• Given problem A
Extract the passage of the San Dieguito Reservoir article below, from "Santa Fe Irrigation District (SFID)" to "throughout the years.".
• Given problem B
According to the San Dieguito Reservoir article below, how wide was the original redwood mainline that was on display at the ceremony?

══ Excerpted text ══

The Santa Fe Irrigation District and San Dieguito Water Districts celebrated the 100-year anniversary of the San Dieguito Reservoir and the dedication of the new pump station with a ceremony on May 30.
Santa Fe Irrigation District (SFID) General Manager Michael Bardin said the reservoir is the centerpiece of the joint partnership between the two water districts and the new pump station is a critical piece of their local water supply system that they have continued to improve throughout the years.
“This is important to us to celebrate the accomplishments we’ve had here and the history we’ve had going back 100 years,” Bardin said. “The reservoir and pump station have been important assets from the beginning for ensuring customers of our two districts have high-quality water.”
Looking back on the long history of the water districts was a theme for the ceremony. On display on the shores of the reservoir was a piece of the original 25-inch redwood mainline built in 1923 that stretched from the reservoir to Santa Fe Drive.
Joe Mosca, president of the San Dieguito Water District board, told a story about growing up in North County San Diego and being served water in restaurants in amber-colored glasses because of brown hue of the water back then.
Michael Hogan, the president of the SFID board who has lived in Solana Beach since 1954, remembered those same amber glasses. He recalled in the early 1960s when the Larrick Reservoir in Solana Beach was drained and water was discharged down the streets—he and friends waded in water and caught fish as water ran down the street.

═══
══ Listing ══

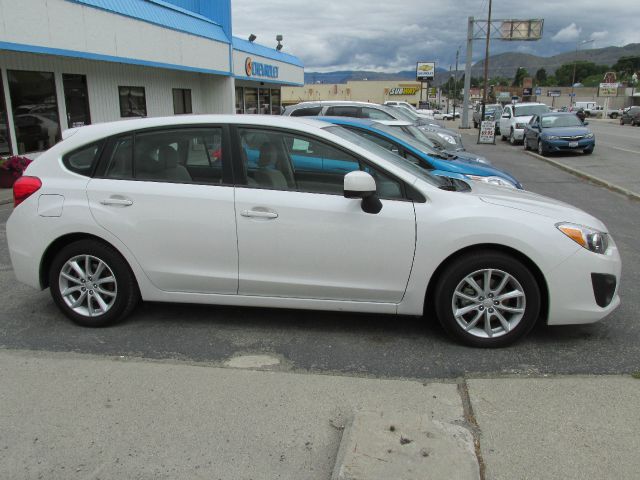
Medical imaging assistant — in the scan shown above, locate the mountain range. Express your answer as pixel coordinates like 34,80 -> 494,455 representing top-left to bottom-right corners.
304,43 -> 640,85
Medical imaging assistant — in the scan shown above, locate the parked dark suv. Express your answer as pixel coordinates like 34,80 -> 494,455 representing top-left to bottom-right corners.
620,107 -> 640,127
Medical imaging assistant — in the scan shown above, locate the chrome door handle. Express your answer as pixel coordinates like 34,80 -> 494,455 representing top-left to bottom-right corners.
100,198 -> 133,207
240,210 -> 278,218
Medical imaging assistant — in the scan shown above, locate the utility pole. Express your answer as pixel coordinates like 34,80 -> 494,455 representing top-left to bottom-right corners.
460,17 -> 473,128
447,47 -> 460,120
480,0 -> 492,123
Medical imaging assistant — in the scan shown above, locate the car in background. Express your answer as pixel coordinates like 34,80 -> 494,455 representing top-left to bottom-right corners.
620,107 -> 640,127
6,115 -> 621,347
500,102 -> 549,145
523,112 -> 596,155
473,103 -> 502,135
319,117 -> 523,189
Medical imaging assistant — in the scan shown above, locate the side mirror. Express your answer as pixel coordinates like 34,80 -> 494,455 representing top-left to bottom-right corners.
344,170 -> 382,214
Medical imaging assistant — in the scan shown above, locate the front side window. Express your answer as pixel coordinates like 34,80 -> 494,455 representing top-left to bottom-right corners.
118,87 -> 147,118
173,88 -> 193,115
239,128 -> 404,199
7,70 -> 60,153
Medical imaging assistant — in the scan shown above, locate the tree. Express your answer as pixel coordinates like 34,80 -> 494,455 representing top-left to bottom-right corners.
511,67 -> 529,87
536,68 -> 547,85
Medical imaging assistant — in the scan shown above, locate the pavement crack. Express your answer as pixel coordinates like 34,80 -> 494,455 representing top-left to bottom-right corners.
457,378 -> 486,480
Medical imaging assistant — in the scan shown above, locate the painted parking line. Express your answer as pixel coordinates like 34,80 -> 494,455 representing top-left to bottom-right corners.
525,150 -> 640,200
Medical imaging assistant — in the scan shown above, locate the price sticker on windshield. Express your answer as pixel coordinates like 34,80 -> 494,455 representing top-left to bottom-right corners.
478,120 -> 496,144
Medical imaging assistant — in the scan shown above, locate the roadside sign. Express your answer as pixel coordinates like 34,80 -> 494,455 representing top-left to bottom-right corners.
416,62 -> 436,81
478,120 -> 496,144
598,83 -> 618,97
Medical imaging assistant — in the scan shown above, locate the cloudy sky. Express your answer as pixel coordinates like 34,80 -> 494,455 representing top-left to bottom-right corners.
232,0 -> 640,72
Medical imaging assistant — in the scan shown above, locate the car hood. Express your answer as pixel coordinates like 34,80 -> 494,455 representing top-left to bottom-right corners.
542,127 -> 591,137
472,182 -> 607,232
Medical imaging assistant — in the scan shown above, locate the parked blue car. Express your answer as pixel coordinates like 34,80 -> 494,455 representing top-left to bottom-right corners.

═══

• Final result A
Santa Fe Irrigation District (SFID) General Manager Michael Bardin said the reservoir is the centerpiece of the joint partnership between the two water districts and the new pump station is a critical piece of their local water supply system that they have continued to improve throughout the years.

• Final result B
It was 25 inches.